[[ SOURCE DOCUMENT, beginning ]]

It was partly flooded after construction of the Eng Sérgio Motta Dam on the Paraná River.
The reserve today is a poor agricultural region mostly used for cattle and sugar cane farming.

==Creation==

The Pontal do Paranapanema occupies the extreme west of the state of São Paulo.
It is bounded to the north and west by the Paraná River and to the south by the Paranapanema River.
To the east it was bounded by the advancing agricultural frontier.
European occupation of the Pontal do Paranapanema region began in earnest when the Sorocabana Railway reached the Paraná River in 1917.
Urban centers were built along the railway and intensive logging began, followed by farming of coffee, cotton, peanuts and cattle.

The governor of São Paulo state in the early 1940s, Fernando Costa, created three reserves to protect public land in the region.
The Morro do Diabo Forest Reserve, which later became the Morro do Diabo State Park, was created on 29 October 1941.
The Lagoa São Paulo Reserve was created on 6 November 1942, and the Great Pontal Reserve was created by decree 13.075 of 25 November 1942.
These three reserves covered 297340 ha of forest.

==Degradation==

Over the years that followed the Lagoa São Paulo and Great Pontal reserves continued to be invaded by squatters and deforested, often with government support.
Costa's successor, Adhemar de Barros allowed this process, supported by the local mayors.
Lagoa São Paulo Reserve was the first to be invaded, followed by the Great Pontal Reserve, which was reduced by Adhemar de Barros in 1944 from 246,840 ha to 108,900 ha.

[[ SOURCE DOCUMENT, end ]]

» ACTIVITY 1: In the passage on the Pontal do Paranapanema, which governor of São Paulo state created the three reserves in the early 1940s?
» ACTIVITY 2: According to the passage on the Pontal do Paranapanema, what caused European occupation of the region to begin in earnest? Answer in one to three sentences.
» ACTIVITY 3: Resume the passage on the Pontal do Paranapanema reserves, continuing from its final sentence.

[[ GIVEN RECORDS, beginning ]]

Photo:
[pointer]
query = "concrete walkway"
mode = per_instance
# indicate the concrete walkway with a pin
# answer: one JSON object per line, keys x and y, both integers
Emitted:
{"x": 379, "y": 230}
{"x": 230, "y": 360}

[[ GIVEN RECORDS, end ]]

» EXPECTED OUTPUT 1: Fernando Costa created the three reserves.

» EXPECTED OUTPUT 2: European occupation began in earnest when the Sorocabana Railway reached the Paraná River in 1917. Urban centers were then built along the railway, and intensive logging started, followed by farming of coffee, cotton, peanuts and cattle.

» EXPECTED OUTPUT 3:
Between 1945 and 1965 most of the Great Pontal Reserve was deforested to make way for large cattle farms or for small farms of 5–15 alqueires (Note: An alqueire paulista is equal to 2.42 ha. Farm sizes would thus be about 12 to 36 ha.) around urban locations.

Jânio Quadros came to power in 1955 and took a series of measures to protect the Lagoa São Paulo and Great Pontal reserves, which still had much of their forest cover intact.
His successors were not interested in conservation, and in his second term Adhemar de Barros repealed the decrees published by Jânio Quadros, apart from one that had created the Morro do Diabo State Park.
In 1975 the state launched construction of hydroelectric power plants on the Paranapanema and Paraná Rivers.
Employees on these projects squatted on land in the reserves after they were dismissed.

==Flooding==

Damming of the Paraná River began in the 1980s for construction of the Engenheiro Sérgio Motta Hydroelectric Power Plant.
The dam was built by the Companhia Energética de São Paulo (CESP).
Law 10.018 of 2 July 1998 suppressed 13227 ha of the Lagoa São Paulo Reserve and 3211 ha of the Great Pontal Reserve that were being flooded by the reservoir.
CESP was responsible for indemnities arising from the flooding.

==Later history==

By 1997 the reserve was a legal fiction that existed only on paper.
The government proposed to end the land disputes by an arrangement under which squatters would return a portion of their land to the state in return for a clear title to the remainder.
Three NGOs proposed modifications to the plan, which were partially accepted, to ensure that as far as possible the state would receive forested land.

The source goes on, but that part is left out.